(Input for this task)

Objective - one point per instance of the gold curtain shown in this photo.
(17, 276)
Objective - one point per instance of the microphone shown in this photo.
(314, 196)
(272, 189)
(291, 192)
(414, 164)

(End Input for this task)

__Directions for this task__. Restate all of the material above exactly as written.

__Worked solution__.
Objective - one point per instance of the gold curtain shown in this photo.
(17, 276)
Objective - one point per instance of the microphone shown in this photo.
(314, 196)
(272, 189)
(291, 192)
(414, 164)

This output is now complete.